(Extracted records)
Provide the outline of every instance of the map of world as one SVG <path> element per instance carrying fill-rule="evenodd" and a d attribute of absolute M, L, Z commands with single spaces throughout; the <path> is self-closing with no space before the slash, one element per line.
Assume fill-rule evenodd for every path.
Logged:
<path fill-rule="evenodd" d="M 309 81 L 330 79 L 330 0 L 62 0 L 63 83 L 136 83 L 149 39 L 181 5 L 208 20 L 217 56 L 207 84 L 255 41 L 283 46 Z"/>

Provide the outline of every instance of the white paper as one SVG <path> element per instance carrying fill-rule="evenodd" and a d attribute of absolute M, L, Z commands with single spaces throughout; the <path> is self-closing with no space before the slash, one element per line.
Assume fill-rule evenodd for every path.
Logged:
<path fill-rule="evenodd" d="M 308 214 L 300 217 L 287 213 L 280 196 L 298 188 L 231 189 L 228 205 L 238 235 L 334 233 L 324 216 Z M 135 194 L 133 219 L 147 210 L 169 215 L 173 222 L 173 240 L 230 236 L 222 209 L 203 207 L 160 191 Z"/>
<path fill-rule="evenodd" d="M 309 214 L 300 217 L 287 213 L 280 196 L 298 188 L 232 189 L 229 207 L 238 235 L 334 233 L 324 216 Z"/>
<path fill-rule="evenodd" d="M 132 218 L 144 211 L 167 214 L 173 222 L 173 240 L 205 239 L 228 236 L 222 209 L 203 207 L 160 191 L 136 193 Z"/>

» **What the task requires**:
Reproduce every line of these records verbatim.

» **Result of the exercise**:
Provide the outline of every instance of the map of world as one SVG <path> element per instance carrying fill-rule="evenodd" and a d attribute of absolute M, L, Z commands with single spaces throughout; the <path> is self-closing with no space before the slash, one element per line.
Assume fill-rule evenodd for every path.
Logged:
<path fill-rule="evenodd" d="M 309 81 L 330 79 L 330 0 L 62 0 L 63 83 L 136 83 L 149 39 L 181 5 L 208 20 L 217 56 L 207 84 L 255 41 L 283 46 Z"/>

Provide the outline of every instance of the white paper as one SVG <path> element per instance carrying fill-rule="evenodd" and a d attribute of absolute M, L, Z commands with single spaces throughout; the <path> is self-closing with no space before the slash, one element per line.
Assume fill-rule evenodd for every path.
Logged:
<path fill-rule="evenodd" d="M 308 214 L 300 217 L 287 213 L 280 196 L 298 188 L 231 189 L 228 205 L 238 235 L 334 233 L 324 216 Z M 135 194 L 133 219 L 147 210 L 169 215 L 173 222 L 173 240 L 230 236 L 222 209 L 203 207 L 160 191 Z"/>
<path fill-rule="evenodd" d="M 309 214 L 300 217 L 287 213 L 280 196 L 298 188 L 232 189 L 229 207 L 238 235 L 334 233 L 324 216 Z"/>
<path fill-rule="evenodd" d="M 132 218 L 144 211 L 167 214 L 173 222 L 173 240 L 205 239 L 228 236 L 222 209 L 203 207 L 160 191 L 136 193 Z"/>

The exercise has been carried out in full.